- **WHAT IS REQUIRED**: Every record needs to be restated word for word.
[DATA SHOWN Boundary: Start]
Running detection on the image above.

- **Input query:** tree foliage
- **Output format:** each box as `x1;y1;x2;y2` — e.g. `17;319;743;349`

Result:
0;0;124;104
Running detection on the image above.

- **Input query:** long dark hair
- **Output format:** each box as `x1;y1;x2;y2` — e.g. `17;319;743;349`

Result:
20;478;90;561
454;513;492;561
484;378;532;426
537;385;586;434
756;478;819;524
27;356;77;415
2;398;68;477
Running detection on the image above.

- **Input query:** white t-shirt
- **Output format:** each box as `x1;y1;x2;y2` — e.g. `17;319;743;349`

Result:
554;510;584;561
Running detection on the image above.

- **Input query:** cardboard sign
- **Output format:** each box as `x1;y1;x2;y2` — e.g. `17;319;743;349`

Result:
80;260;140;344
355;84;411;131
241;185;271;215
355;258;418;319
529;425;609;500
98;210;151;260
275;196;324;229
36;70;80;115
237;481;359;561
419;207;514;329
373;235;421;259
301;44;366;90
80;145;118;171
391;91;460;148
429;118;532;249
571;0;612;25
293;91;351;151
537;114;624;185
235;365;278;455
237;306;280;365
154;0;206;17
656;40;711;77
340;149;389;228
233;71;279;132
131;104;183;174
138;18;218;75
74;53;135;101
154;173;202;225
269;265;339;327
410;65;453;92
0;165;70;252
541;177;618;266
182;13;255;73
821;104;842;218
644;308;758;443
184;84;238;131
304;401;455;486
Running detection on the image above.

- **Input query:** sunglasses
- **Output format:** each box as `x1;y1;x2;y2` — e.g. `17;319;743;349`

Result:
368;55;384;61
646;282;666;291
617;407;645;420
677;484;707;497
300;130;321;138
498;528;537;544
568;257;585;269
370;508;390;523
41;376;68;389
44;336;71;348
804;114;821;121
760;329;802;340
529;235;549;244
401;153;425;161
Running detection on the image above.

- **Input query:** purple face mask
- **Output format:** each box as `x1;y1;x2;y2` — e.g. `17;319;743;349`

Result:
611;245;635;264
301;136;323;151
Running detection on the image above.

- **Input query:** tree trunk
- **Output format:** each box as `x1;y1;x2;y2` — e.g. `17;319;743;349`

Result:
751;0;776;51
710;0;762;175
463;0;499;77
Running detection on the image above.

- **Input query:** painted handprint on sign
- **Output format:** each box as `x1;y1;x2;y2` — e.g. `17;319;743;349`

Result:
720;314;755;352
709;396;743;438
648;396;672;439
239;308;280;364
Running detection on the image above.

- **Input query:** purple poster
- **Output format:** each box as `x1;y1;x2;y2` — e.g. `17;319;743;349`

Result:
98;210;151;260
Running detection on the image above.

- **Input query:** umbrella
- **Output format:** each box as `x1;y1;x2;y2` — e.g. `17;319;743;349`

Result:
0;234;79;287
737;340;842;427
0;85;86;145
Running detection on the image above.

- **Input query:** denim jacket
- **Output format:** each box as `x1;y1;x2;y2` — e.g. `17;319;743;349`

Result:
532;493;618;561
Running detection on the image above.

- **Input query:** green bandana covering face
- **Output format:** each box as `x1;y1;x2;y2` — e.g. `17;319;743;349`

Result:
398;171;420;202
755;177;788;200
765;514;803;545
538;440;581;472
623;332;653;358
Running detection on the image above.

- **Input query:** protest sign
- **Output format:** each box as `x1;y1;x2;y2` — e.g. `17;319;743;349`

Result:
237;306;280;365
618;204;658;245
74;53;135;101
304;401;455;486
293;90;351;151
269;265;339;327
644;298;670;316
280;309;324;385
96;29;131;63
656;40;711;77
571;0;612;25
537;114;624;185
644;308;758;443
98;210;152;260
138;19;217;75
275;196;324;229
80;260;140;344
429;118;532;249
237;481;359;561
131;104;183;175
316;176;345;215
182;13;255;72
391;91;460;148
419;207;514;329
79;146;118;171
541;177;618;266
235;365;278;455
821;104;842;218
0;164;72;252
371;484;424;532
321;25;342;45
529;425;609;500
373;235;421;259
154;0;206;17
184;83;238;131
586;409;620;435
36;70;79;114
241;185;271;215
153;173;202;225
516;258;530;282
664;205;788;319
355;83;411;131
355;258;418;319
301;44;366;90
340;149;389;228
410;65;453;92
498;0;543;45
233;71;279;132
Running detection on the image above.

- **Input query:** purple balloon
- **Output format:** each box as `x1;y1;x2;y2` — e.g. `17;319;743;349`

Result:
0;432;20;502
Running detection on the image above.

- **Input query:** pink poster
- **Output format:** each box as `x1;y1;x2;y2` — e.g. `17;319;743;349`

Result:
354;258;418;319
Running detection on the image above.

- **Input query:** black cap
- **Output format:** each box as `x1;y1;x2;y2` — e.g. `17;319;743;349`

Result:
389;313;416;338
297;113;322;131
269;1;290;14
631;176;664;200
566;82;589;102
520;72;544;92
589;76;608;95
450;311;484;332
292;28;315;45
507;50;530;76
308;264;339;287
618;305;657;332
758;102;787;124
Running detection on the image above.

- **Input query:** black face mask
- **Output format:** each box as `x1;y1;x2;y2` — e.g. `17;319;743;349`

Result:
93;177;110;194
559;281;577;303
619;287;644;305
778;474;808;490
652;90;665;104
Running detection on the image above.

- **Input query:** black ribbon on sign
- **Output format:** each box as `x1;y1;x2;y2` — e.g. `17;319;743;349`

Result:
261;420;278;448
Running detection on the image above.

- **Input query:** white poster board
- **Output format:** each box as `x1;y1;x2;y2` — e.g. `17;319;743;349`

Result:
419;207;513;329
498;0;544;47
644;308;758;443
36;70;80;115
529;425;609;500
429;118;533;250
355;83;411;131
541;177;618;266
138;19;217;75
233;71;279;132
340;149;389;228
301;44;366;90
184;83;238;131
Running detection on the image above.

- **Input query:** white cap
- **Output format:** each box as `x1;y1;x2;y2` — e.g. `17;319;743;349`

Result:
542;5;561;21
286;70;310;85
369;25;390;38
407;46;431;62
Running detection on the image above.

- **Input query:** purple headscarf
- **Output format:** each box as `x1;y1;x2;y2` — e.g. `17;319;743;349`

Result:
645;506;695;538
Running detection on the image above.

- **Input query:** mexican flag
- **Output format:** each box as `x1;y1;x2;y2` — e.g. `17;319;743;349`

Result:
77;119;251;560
[DATA SHOWN Boundary: End]
- **RESPONSE AREA**:
Running detection on the image above.

- **Input query:** tree foliage
- **Output format:** each box as `x1;y1;x2;y2` — e.g. `17;319;743;349`

Result:
0;0;124;104
Running detection on the image above.

- **Input query:** long dark hair
- **Output format:** each box as `x1;y1;x2;y2` — e.g. `17;319;743;349`

Result:
20;478;90;561
454;513;492;561
484;378;532;426
537;385;586;434
756;478;819;524
27;356;77;415
2;398;68;477
Running detection on the image above.

- **Input query:** white t-shirt
- **Output format:** each box as `x1;y1;x2;y2` — e.g. `17;319;743;349`

Result:
554;510;584;561
Running detection on the image above.

- **Input query:** cardboard sign
- **Output format:** each box as `x1;y1;x2;y2` — e.g. `17;319;743;349`

Result:
80;260;140;344
355;84;411;131
241;185;271;215
355;258;418;319
529;425;609;500
98;210;151;260
275;196;324;229
36;70;80;115
237;481;359;561
419;207;514;329
373;235;421;259
301;44;366;90
80;145;118;171
391;91;460;148
429;118;532;249
571;0;612;25
293;91;351;151
537;114;624;185
235;365;278;455
237;306;280;365
154;0;206;17
656;40;711;77
340;149;389;228
233;71;279;132
131;104;183;174
138;18;218;75
74;53;135;101
154;173;202;225
269;265;339;327
410;65;453;92
0;165;70;252
541;177;618;266
182;13;255;73
821;104;842;218
644;308;758;443
184;84;238;131
304;401;455;486
Running detection on the image above.

- **Input query:** sunglasses
- **Output format:** each box as `x1;y1;x2;y2` — e.g. `17;319;743;349`

Result:
368;55;384;61
646;282;666;291
617;407;645;420
677;484;707;497
300;130;321;138
498;528;537;544
568;257;585;269
370;508;390;523
41;376;68;389
44;336;71;348
804;114;821;121
760;329;802;340
529;235;549;244
401;153;425;161
Running detection on the image above.

- **Input query:** purple face mask
- **Output format:** each box as `x1;y1;x2;y2` — e.g. `17;319;743;349`

Result:
611;245;635;264
301;136;323;151
Running detection on the image above.

- **Input query:** tree trunk
- **Output format:** each box as `x1;y1;x2;y2` — e.g. `17;319;743;349`

Result:
751;0;776;51
710;0;762;175
463;0;499;77
Running detection on the image above.

- **Input query:** painted handprint on sign
- **Output format:** each box as `x1;y1;x2;y2` — e.g. `17;319;743;349`

Result:
720;314;755;352
709;396;743;438
648;396;672;439
239;308;280;364
Running detection on the image above.

- **Input query:** purple poster
- **Output format:** each box as `x1;y1;x2;y2` — e.g. `17;319;743;349`

Result:
98;210;151;260
Running detection on the image above.

- **Input query:** umbrella
- **Output format:** each box as `x1;y1;x2;y2` — e.g. `17;319;743;349`

Result:
0;234;79;287
737;340;842;427
0;85;86;145
Running detection on the image above.

- **Input query:** denim jacket
- **Output format:** each box as `x1;y1;x2;y2` — e.g. `17;319;743;349`

Result:
532;493;618;561
Running detection on the image above.

- **Input query:** green bandana covering face
- **Output format:** each box as `x1;y1;x2;y2` — e.g. `17;319;743;349`

Result:
398;171;420;202
755;177;788;200
765;514;803;545
538;440;581;472
623;332;653;358
Running detection on the image above.

- **Input query:** protest sign
- **Output format:** each box as `x1;y1;x2;y2` — e.g. `17;319;743;349`

Result:
237;306;280;365
618;204;658;245
74;53;135;101
304;401;455;486
293;90;351;151
269;265;339;327
644;298;670;316
280;309;324;385
96;29;131;63
656;40;711;77
571;0;612;25
537;114;624;185
644;308;758;443
98;210;152;260
138;19;217;75
275;196;324;229
80;260;140;344
429;118;532;249
237;481;359;561
131;104;183;175
316;176;345;215
182;13;255;72
391;91;460;148
419;207;514;329
79;146;118;171
541;177;618;266
235;365;278;455
821;104;842;218
0;164;72;252
371;484;424;532
321;25;342;45
529;425;609;500
373;235;421;259
154;0;206;17
184;83;238;131
586;409;620;435
36;70;79;114
241;185;271;215
153;173;202;225
516;258;530;282
664;205;788;319
355;83;411;131
355;258;418;319
301;44;366;90
340;149;389;228
410;65;453;92
498;0;543;45
233;71;279;132
Running detection on the image above.

- **Input query:** purple balloon
- **Output format:** each box as `x1;y1;x2;y2` — e.g. `17;319;743;349`

Result:
0;432;20;502
Running detection on the image above.

- **Input query:** pink poster
- **Output format:** each box as `x1;y1;x2;y2` — e.g. `17;319;743;349`

Result:
354;258;418;319
Running detection on the image above.

- **Input query:** black cap
- **Output format:** each box as `x1;y1;x2;y2` — e.g. `17;319;743;349`

Result:
389;313;416;338
297;113;322;131
269;1;290;14
631;176;664;200
566;82;589;102
520;72;544;92
589;76;608;95
450;311;484;332
292;28;315;45
507;50;530;76
308;264;339;287
618;305;657;332
758;102;787;124
Running detection on the image above.

- **Input query:** black face mask
- **Output format:** each box as `x1;y1;x2;y2` — e.g. `17;319;743;349`

Result:
93;177;110;194
559;281;577;303
619;287;644;305
778;474;808;490
652;90;665;104
Running detection on the image above.

- **Input query:** black ribbon on sign
- **Output format:** each box as `x1;y1;x2;y2` — e.g. `17;319;743;349`

Result:
261;420;278;448
Running detection on the image above.

- **Input query:** white poster board
- **Output format:** each box as `x1;y1;x2;y2` — e.g. `17;319;743;349`

Result:
419;207;513;329
498;0;544;47
644;308;758;443
36;70;80;115
529;425;609;500
429;118;533;250
355;83;411;131
541;177;618;266
138;19;217;75
233;71;279;132
340;149;389;228
301;44;366;90
184;83;238;131
Running detection on the image above.

- **Input query:** white cap
- **Output format:** each box as `x1;y1;x2;y2` — e.g. `17;319;743;349`

Result:
542;5;561;21
286;70;310;85
369;25;390;38
407;46;431;62
Running detection on the image above.

- **Input query:** purple headscarf
- **Output format:** each box as `x1;y1;x2;y2` — e.g. `17;319;743;349`

Result:
645;506;695;538
Running detection on the image above.

- **Input query:** mexican flag
- **Output format:** each box as `x1;y1;x2;y2` — e.g. `17;319;743;349`

Result:
77;119;251;560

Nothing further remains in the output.